**What is required:** From the material below, copy exactly the lines beginning with the one that contains "wainscoting in the photo above." and ending with the one that contains "tip in the photo above."; the pictures stay out.

******

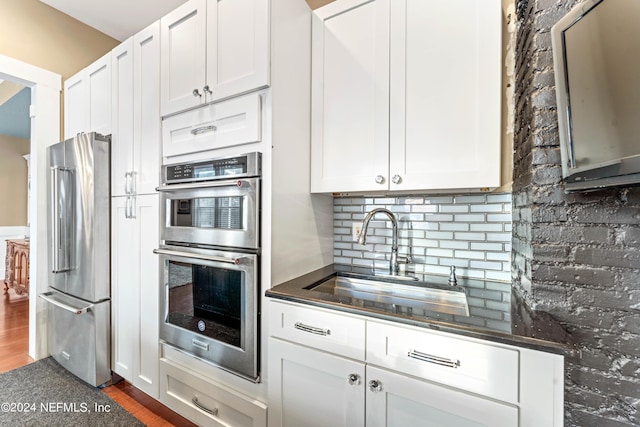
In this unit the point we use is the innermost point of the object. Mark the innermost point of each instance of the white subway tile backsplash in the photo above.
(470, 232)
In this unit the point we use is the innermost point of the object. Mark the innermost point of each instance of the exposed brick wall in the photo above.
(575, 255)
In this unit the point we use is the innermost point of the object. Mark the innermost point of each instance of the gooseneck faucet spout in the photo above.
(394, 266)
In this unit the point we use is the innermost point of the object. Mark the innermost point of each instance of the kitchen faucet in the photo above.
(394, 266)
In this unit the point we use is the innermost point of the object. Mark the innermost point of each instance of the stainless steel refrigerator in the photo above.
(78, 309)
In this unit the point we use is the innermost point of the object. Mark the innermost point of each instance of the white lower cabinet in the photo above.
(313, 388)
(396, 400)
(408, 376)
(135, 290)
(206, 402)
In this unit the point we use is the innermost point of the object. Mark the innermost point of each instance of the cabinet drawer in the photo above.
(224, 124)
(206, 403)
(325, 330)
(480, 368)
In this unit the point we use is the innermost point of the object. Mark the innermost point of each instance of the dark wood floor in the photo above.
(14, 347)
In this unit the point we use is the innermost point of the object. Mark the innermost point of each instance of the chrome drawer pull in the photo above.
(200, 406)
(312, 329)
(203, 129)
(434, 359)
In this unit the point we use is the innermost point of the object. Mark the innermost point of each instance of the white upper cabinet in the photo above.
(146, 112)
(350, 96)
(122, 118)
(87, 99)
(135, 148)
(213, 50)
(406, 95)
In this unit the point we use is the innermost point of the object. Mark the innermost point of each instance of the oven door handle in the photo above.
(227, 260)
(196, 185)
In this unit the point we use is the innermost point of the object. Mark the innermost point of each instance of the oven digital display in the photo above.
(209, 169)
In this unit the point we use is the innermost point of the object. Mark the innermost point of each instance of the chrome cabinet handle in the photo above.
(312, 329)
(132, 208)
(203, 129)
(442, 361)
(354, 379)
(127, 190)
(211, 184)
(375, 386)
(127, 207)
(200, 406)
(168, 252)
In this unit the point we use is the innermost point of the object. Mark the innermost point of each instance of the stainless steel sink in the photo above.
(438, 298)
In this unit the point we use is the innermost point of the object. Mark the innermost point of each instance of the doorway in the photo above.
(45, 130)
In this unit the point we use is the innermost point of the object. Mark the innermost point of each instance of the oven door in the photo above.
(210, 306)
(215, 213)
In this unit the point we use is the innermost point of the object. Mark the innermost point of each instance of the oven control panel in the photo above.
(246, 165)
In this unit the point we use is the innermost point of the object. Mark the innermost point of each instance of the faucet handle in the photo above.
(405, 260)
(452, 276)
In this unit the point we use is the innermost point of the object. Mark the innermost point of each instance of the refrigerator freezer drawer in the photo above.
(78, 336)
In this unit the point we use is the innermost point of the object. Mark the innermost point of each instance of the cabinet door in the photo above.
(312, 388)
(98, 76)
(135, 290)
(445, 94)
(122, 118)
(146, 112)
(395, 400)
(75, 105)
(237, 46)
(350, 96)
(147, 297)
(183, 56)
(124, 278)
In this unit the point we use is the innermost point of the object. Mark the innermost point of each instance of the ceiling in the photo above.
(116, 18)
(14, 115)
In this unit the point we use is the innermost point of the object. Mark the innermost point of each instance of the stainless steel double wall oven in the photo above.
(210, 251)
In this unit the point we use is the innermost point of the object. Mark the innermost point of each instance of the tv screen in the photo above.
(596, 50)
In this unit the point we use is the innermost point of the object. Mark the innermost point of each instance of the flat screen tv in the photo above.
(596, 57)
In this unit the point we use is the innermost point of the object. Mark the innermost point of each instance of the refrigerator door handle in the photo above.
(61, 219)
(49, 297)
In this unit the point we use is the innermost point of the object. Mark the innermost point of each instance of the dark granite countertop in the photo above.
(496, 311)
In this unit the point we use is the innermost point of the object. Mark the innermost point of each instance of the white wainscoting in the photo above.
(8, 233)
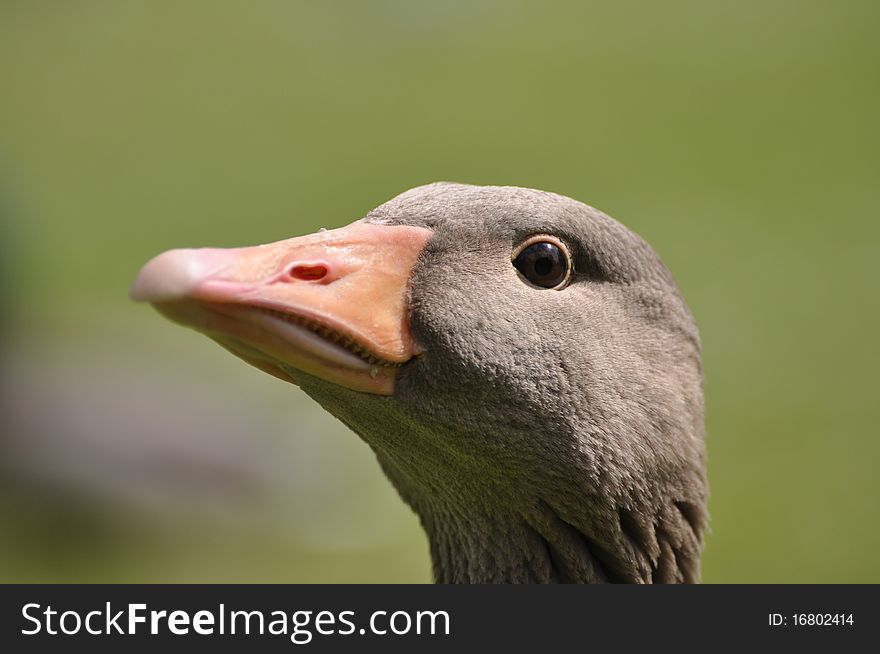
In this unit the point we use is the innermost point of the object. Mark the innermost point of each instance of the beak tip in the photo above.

******

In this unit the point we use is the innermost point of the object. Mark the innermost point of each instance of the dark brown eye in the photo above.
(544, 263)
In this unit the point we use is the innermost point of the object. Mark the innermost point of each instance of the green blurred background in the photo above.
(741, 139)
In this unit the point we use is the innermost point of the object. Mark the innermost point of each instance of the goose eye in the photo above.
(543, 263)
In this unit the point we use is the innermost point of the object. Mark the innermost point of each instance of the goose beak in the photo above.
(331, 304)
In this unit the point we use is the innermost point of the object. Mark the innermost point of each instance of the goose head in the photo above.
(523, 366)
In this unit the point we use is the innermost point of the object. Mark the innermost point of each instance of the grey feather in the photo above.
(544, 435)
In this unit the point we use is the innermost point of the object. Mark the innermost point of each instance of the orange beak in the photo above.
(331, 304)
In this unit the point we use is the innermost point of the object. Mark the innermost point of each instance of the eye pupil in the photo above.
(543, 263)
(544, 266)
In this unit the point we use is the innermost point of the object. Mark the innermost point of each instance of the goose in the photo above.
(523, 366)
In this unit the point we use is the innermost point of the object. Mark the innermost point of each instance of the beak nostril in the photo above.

******

**Worked solution:**
In this unit the point we use is the innermost point of the object. Mark the innermost point of each instance of the white wainscoting in the photo above.
(8, 233)
In this unit the point we use is the innermost point of the object. Mark the innermost point of each instance of the beak tip in the photo above.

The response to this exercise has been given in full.